What you will do =
List every line in the items below that contains the word "tower". Matching is case-sensitive.
### Records supplied ###
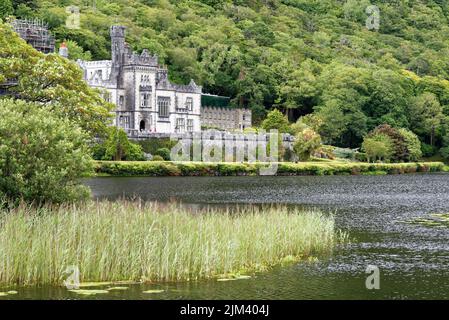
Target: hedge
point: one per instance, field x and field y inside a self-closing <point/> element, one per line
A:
<point x="166" y="168"/>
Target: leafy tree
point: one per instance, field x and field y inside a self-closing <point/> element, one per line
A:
<point x="426" y="114"/>
<point x="378" y="147"/>
<point x="42" y="156"/>
<point x="306" y="143"/>
<point x="413" y="144"/>
<point x="118" y="147"/>
<point x="52" y="81"/>
<point x="400" y="152"/>
<point x="6" y="8"/>
<point x="164" y="153"/>
<point x="276" y="120"/>
<point x="76" y="52"/>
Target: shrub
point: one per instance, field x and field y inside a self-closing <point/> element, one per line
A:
<point x="239" y="169"/>
<point x="276" y="120"/>
<point x="445" y="153"/>
<point x="164" y="153"/>
<point x="118" y="147"/>
<point x="378" y="147"/>
<point x="306" y="143"/>
<point x="41" y="156"/>
<point x="413" y="144"/>
<point x="157" y="158"/>
<point x="399" y="151"/>
<point x="428" y="150"/>
<point x="151" y="145"/>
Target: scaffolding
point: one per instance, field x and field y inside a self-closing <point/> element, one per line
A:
<point x="35" y="33"/>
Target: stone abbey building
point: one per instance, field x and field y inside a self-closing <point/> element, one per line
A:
<point x="147" y="102"/>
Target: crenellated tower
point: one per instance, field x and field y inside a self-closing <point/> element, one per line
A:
<point x="118" y="50"/>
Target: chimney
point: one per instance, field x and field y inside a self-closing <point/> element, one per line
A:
<point x="63" y="50"/>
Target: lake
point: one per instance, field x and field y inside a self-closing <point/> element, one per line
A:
<point x="413" y="259"/>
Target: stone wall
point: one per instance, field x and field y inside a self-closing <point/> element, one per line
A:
<point x="225" y="118"/>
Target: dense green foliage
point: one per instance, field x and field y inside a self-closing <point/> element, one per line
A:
<point x="50" y="80"/>
<point x="117" y="146"/>
<point x="300" y="56"/>
<point x="165" y="168"/>
<point x="41" y="156"/>
<point x="306" y="143"/>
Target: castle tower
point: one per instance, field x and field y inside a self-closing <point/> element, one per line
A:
<point x="117" y="44"/>
<point x="63" y="50"/>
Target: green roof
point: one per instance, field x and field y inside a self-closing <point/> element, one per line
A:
<point x="215" y="101"/>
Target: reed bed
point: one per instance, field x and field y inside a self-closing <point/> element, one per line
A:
<point x="151" y="242"/>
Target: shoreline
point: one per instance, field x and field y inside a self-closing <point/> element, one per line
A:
<point x="204" y="169"/>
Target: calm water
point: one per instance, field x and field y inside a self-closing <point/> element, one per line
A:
<point x="413" y="259"/>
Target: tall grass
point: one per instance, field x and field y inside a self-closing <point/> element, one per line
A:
<point x="111" y="241"/>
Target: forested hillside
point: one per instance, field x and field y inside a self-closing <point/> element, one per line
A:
<point x="313" y="58"/>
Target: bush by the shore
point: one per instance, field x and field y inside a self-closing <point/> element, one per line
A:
<point x="165" y="168"/>
<point x="115" y="241"/>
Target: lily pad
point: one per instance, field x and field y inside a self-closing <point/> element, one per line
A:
<point x="226" y="279"/>
<point x="117" y="288"/>
<point x="7" y="293"/>
<point x="436" y="220"/>
<point x="154" y="291"/>
<point x="94" y="284"/>
<point x="89" y="292"/>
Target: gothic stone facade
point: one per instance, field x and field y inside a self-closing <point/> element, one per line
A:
<point x="146" y="100"/>
<point x="225" y="118"/>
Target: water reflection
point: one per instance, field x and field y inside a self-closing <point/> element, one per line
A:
<point x="413" y="259"/>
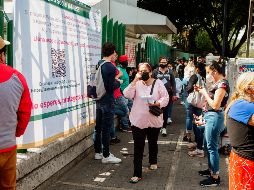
###
Exercise answer =
Target: crenellated tower
Target: castle tower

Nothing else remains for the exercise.